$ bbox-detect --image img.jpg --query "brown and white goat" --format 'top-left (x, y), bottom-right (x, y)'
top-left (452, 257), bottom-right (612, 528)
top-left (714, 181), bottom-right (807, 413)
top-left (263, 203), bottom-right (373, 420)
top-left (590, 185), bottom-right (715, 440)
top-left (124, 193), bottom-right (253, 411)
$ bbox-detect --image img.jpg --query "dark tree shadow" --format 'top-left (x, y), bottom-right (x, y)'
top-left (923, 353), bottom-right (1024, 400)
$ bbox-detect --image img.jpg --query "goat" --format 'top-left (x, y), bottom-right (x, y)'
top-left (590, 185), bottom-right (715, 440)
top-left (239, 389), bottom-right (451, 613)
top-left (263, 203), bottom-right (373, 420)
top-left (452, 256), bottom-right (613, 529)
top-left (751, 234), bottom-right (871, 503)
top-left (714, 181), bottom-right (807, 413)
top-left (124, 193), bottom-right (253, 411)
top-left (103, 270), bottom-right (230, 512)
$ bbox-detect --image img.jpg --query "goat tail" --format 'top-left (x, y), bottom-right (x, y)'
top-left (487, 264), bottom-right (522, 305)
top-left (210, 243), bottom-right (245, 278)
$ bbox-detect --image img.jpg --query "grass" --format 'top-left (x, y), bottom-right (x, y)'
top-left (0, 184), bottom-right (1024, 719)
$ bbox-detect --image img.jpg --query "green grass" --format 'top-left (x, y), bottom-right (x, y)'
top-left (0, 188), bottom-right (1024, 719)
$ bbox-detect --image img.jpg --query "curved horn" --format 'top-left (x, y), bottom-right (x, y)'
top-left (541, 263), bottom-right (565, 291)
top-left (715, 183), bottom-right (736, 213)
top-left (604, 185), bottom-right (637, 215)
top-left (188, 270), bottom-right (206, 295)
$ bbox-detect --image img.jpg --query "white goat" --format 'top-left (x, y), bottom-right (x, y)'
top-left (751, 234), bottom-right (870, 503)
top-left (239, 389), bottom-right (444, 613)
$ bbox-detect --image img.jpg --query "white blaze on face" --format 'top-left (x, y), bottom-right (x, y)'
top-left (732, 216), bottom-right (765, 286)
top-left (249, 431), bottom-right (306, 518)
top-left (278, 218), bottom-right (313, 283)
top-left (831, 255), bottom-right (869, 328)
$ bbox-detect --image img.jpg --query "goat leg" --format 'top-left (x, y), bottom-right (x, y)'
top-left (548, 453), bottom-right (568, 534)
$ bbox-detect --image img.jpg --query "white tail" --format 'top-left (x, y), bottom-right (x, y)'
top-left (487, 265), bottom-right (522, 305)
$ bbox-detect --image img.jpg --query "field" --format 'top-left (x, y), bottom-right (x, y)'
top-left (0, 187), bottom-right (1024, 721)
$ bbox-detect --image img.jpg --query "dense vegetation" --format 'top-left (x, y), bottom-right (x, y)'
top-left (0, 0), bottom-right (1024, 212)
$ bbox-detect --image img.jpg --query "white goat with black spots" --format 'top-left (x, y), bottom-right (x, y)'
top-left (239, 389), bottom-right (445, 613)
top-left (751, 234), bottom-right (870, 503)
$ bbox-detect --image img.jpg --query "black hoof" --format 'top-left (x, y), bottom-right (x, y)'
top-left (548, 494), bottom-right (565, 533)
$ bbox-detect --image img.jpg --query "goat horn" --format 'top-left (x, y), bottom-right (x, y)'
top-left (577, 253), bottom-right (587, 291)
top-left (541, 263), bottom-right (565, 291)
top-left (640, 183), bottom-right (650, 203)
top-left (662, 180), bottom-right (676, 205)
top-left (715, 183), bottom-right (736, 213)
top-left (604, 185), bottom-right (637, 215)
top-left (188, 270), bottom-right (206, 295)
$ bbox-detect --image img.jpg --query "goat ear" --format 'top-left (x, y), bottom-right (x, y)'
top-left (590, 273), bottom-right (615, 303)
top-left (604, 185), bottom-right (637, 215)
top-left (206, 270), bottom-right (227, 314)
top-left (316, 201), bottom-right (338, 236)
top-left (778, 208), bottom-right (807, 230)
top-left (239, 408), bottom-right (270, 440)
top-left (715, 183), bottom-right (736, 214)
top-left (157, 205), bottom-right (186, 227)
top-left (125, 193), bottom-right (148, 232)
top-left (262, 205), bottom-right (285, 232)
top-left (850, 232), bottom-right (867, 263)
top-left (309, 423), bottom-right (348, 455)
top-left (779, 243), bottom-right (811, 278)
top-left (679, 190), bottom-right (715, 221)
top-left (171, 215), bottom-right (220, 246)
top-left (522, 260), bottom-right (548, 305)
...
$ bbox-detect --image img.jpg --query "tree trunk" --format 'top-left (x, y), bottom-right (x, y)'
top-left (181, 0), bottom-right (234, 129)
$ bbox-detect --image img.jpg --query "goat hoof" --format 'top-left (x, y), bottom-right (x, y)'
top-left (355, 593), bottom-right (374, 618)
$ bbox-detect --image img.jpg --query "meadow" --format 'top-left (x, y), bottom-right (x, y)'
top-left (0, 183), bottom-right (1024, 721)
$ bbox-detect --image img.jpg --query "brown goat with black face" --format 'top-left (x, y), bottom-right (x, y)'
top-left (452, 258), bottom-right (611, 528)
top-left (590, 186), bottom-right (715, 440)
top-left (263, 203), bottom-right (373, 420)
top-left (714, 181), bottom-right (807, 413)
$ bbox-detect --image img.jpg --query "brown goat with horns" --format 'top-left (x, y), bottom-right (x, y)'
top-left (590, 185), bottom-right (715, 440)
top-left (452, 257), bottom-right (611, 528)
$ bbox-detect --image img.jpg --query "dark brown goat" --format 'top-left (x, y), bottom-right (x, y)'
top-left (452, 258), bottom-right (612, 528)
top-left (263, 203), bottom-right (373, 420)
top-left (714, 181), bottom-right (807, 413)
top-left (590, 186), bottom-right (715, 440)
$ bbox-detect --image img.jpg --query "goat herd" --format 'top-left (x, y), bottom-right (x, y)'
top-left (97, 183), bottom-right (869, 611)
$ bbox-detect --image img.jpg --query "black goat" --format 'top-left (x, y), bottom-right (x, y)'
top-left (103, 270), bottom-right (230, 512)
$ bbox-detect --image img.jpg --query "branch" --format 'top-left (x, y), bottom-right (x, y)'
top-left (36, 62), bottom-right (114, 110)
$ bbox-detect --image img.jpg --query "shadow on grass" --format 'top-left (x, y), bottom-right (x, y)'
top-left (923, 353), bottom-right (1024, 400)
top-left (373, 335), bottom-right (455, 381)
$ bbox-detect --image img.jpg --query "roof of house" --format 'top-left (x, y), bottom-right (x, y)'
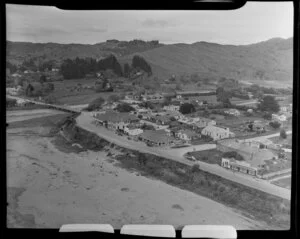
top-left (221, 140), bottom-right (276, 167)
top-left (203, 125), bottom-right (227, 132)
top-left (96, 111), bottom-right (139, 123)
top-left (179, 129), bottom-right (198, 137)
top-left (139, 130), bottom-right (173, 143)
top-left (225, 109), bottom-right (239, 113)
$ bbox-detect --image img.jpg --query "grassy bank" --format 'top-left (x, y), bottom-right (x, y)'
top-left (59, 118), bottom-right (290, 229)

** The problem **
From the data above, keep only the lines that contain the word "black".

** Finished exercise **
$ bbox-detect --image img.jpg --query "white goat with black spots" --format 'top-left (x, y), bottom-right (x, y)'
$ bbox-detect --image img.jpg --query "black hoof" --format 'top-left (x, y), bottom-right (x, y)'
$ bbox-detect --image img.jpg --query "brown goat with black face" --format 'top-left (x, y), bottom-right (x, y)'
$ bbox-detect --image img.jpg --query "black goat" --format 'top-left (x, y), bottom-right (x, y)'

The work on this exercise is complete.